--- start Record list ---

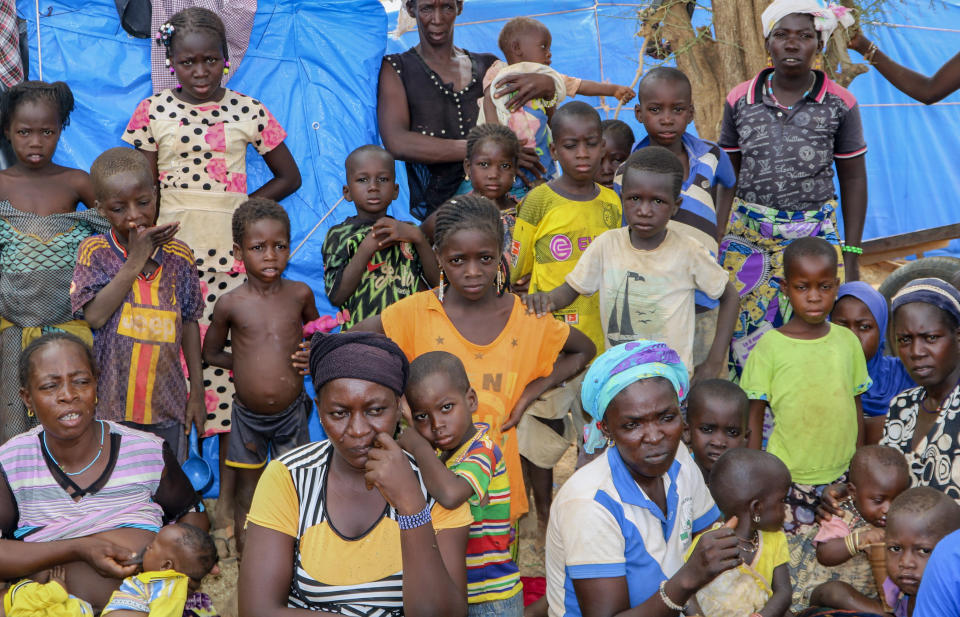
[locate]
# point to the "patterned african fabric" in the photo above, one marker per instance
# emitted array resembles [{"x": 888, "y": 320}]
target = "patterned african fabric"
[
  {"x": 788, "y": 154},
  {"x": 138, "y": 349},
  {"x": 201, "y": 157},
  {"x": 807, "y": 573},
  {"x": 933, "y": 460},
  {"x": 752, "y": 252},
  {"x": 491, "y": 573},
  {"x": 11, "y": 67},
  {"x": 217, "y": 381},
  {"x": 37, "y": 254},
  {"x": 159, "y": 594},
  {"x": 393, "y": 273},
  {"x": 356, "y": 577},
  {"x": 551, "y": 234}
]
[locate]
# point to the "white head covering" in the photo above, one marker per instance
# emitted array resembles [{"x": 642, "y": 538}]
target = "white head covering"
[{"x": 826, "y": 17}]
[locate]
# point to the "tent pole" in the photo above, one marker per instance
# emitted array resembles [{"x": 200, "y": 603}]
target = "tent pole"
[{"x": 36, "y": 5}]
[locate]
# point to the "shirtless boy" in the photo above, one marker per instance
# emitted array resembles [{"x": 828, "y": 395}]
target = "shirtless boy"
[{"x": 264, "y": 319}]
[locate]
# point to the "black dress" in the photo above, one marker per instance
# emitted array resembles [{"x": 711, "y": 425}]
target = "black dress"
[{"x": 437, "y": 110}]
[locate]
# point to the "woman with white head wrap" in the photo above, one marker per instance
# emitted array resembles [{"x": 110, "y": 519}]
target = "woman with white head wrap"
[{"x": 786, "y": 130}]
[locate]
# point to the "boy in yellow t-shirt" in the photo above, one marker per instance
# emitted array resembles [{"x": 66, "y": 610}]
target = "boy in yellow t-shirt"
[{"x": 557, "y": 221}]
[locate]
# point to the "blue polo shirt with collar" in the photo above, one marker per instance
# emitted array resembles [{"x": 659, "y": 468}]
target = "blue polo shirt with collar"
[{"x": 603, "y": 525}]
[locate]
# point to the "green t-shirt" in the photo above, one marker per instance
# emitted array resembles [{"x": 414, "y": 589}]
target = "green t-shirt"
[{"x": 810, "y": 386}]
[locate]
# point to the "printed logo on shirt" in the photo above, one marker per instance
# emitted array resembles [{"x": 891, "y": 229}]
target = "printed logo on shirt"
[
  {"x": 560, "y": 247},
  {"x": 685, "y": 520},
  {"x": 148, "y": 324}
]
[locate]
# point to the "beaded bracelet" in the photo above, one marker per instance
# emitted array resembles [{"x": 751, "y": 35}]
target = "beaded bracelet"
[
  {"x": 413, "y": 521},
  {"x": 852, "y": 541},
  {"x": 673, "y": 606}
]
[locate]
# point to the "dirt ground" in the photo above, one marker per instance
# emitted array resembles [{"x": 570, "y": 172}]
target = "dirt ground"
[{"x": 221, "y": 588}]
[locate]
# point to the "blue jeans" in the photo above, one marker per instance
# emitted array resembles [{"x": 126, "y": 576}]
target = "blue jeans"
[{"x": 509, "y": 607}]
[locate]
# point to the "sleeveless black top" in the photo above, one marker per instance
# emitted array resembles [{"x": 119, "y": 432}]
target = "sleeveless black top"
[{"x": 437, "y": 110}]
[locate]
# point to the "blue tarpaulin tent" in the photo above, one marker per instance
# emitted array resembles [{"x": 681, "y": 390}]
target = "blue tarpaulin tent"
[{"x": 314, "y": 63}]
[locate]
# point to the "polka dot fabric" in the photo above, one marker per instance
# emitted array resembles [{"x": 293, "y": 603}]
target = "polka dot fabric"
[{"x": 203, "y": 147}]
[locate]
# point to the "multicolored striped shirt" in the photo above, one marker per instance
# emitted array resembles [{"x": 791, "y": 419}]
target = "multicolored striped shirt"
[
  {"x": 491, "y": 572},
  {"x": 138, "y": 349},
  {"x": 160, "y": 594},
  {"x": 47, "y": 512}
]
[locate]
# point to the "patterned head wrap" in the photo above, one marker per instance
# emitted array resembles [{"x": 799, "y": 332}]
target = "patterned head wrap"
[
  {"x": 357, "y": 355},
  {"x": 939, "y": 293},
  {"x": 888, "y": 375},
  {"x": 826, "y": 16},
  {"x": 620, "y": 366}
]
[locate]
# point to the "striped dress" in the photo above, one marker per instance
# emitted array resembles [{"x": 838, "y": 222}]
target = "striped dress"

--- end Record list ---

Output all of the entries verbatim, leaving out any images.

[locate]
# point to the "patterned african fabric" in the photo above, one marker per instance
# emitted array resembles [{"x": 888, "y": 320}]
target = "patterned african fabric"
[
  {"x": 788, "y": 154},
  {"x": 138, "y": 349},
  {"x": 201, "y": 157},
  {"x": 807, "y": 573},
  {"x": 933, "y": 460},
  {"x": 752, "y": 252},
  {"x": 491, "y": 573},
  {"x": 11, "y": 67},
  {"x": 217, "y": 381},
  {"x": 37, "y": 254},
  {"x": 159, "y": 594},
  {"x": 393, "y": 273},
  {"x": 356, "y": 577},
  {"x": 551, "y": 234}
]
[locate]
# point to the "white head covering" in the photo above, one marker per instance
# emitted array resembles [{"x": 642, "y": 538}]
target = "white head covering"
[{"x": 826, "y": 17}]
[locate]
# point to the "tent pole" in the photo above, one marker per instance
# emitted array resembles [{"x": 200, "y": 603}]
target = "tent pole"
[{"x": 36, "y": 5}]
[locate]
# point to the "shirtless boy" in the photo above, one marker per instance
# emitted array resembles [{"x": 828, "y": 395}]
target = "shirtless boy"
[{"x": 264, "y": 319}]
[locate]
# point to the "black dress" in the photo above, one marker per instance
# emitted array resembles [{"x": 711, "y": 425}]
target = "black dress"
[{"x": 437, "y": 110}]
[locate]
# point to the "woman with white head wrap" in the photo above, one marker per instance
# emitted array resembles [{"x": 110, "y": 519}]
target = "woman with white head wrap"
[{"x": 786, "y": 130}]
[locate]
# point to the "boy in yellow t-shirt" in the photo above, one marker per instance
# emitted array resembles [{"x": 66, "y": 610}]
target = "boy in yellow t-shirt"
[{"x": 557, "y": 221}]
[locate]
# point to the "blue polo shirt with collar" in the photo above, one marker per instance
# emitted array resembles [{"x": 659, "y": 468}]
target = "blue polo shirt with collar"
[{"x": 603, "y": 525}]
[locate]
# point to the "green t-shirt" in the photo above, one marker per instance
# emitted array resembles [{"x": 414, "y": 589}]
target = "green t-shirt"
[{"x": 810, "y": 386}]
[locate]
# point to the "printed logo on shirt" in the photo above, one marker per instance
# emitted array resembles [{"x": 891, "y": 229}]
target = "printed logo on shirt"
[
  {"x": 560, "y": 247},
  {"x": 685, "y": 520},
  {"x": 148, "y": 324}
]
[locate]
# point to the "beaded bracelet" in the photo above, one marker per instance
# emitted array resembles [{"x": 751, "y": 35}]
target = "beaded bracelet"
[
  {"x": 413, "y": 521},
  {"x": 852, "y": 541},
  {"x": 673, "y": 606}
]
[locate]
# point to the "dirt ground" in the photo above, one marker per instance
# emitted array resembles [{"x": 570, "y": 172}]
target = "dirt ground"
[{"x": 221, "y": 588}]
[locate]
# point to the "blue jeans" in the photo above, one marker per instance
# emitted array resembles [{"x": 126, "y": 576}]
target = "blue jeans"
[{"x": 509, "y": 607}]
[locate]
# point to the "sleeveless black top" in the photo above, one marker per instance
# emitted array resembles [{"x": 119, "y": 432}]
target = "sleeveless black top"
[{"x": 437, "y": 110}]
[locate]
# point to the "blue tarpaulin tent" in the photo above, one marker per instance
# emitted array resembles [{"x": 681, "y": 390}]
target = "blue tarpaulin tent"
[{"x": 314, "y": 63}]
[locate]
# point to the "polka dot fabric" in the photo above, one marker per instance
# emitted array resembles [{"x": 293, "y": 603}]
target = "polka dot fabric"
[{"x": 203, "y": 147}]
[locate]
# point to the "multicolored striped shirt" in the photo above, one marker per instance
# emitted array resembles [{"x": 791, "y": 419}]
target = "multicolored striped shirt"
[
  {"x": 491, "y": 572},
  {"x": 138, "y": 349},
  {"x": 160, "y": 594},
  {"x": 47, "y": 512}
]
[locate]
# point to the "patterned head wrap" in the photo above, one marker per instance
# emitted array resembles [{"x": 799, "y": 332}]
target = "patterned head wrap"
[
  {"x": 357, "y": 355},
  {"x": 939, "y": 293},
  {"x": 888, "y": 375},
  {"x": 826, "y": 16},
  {"x": 620, "y": 366}
]
[locate]
# point to the "striped dress" in the photo above, one marker per instance
# emitted array resembles [{"x": 838, "y": 222}]
target = "striped dress"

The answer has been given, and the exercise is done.